(begin)

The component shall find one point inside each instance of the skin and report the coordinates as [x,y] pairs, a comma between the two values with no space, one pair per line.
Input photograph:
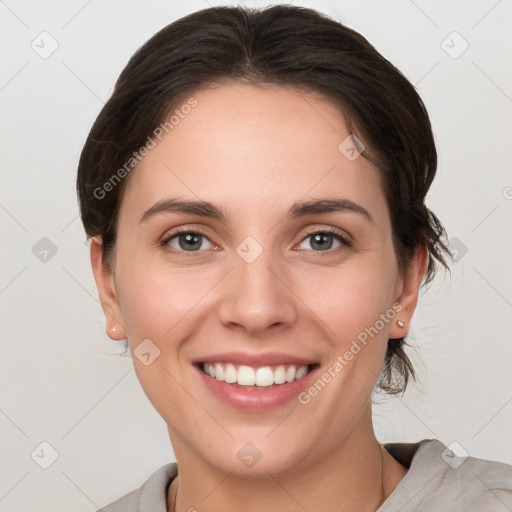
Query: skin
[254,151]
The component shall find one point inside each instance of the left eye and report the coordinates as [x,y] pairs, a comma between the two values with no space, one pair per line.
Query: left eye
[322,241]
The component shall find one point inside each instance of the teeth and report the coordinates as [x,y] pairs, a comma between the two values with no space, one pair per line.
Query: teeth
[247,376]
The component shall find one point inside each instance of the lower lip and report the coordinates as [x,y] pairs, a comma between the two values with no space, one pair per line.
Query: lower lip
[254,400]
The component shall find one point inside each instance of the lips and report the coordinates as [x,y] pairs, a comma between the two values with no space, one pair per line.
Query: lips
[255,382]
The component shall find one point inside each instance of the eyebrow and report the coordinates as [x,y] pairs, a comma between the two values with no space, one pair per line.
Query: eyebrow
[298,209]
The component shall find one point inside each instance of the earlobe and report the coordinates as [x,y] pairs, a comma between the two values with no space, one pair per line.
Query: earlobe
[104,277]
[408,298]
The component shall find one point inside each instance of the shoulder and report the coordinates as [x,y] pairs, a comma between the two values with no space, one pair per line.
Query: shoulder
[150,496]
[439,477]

(end)

__Your instructions__
Omit pictures; set down the rest of the material word for word.

__Result of this task__
The component shall find one point inside each instance of the skin and report the coordinates as [x,y] pairs, a comma between the two values with no space, one pair per line.
Input photograph:
Query: skin
[254,151]
The component shall find one point inside each instance of the left eye and report the coordinates as [x,y] pairs, a comma between the two values with no space, one pair per line.
Query: left eye
[322,241]
The component shall find one point inside each instance of the teeth and report the coordinates as [x,y] pairs, a comma between the two values with no space, one pair per line.
Query: teeth
[247,376]
The component shall find one point inside each instance of the lower lip and report the coordinates as [x,y] pairs, a comma between the two values with no space, one pair per line.
Query: lower lip
[254,400]
The component shall find one point inside each instance of the lips and report the coordinates as [x,y] pairs, a comma between the two values with no space, one pair per line.
Query: lips
[255,382]
The component shall find one point inside each instance of the eyebrow and report the coordinates as [x,y] pairs, a comma between the two values with no space, one pair per line.
Query: eyebrow
[298,209]
The component shall find one point inside each instance of the earlobe and report the coordinates as [x,y] pairs, a comma between the two values with no space, one pair per line.
Query: earlobe
[104,277]
[408,298]
The component shall find one point inside each instance of the shoulder and report the coordinates as [x,y] pairs, a comma between the two values with no space, one pair per line.
Query: shoulder
[150,496]
[439,477]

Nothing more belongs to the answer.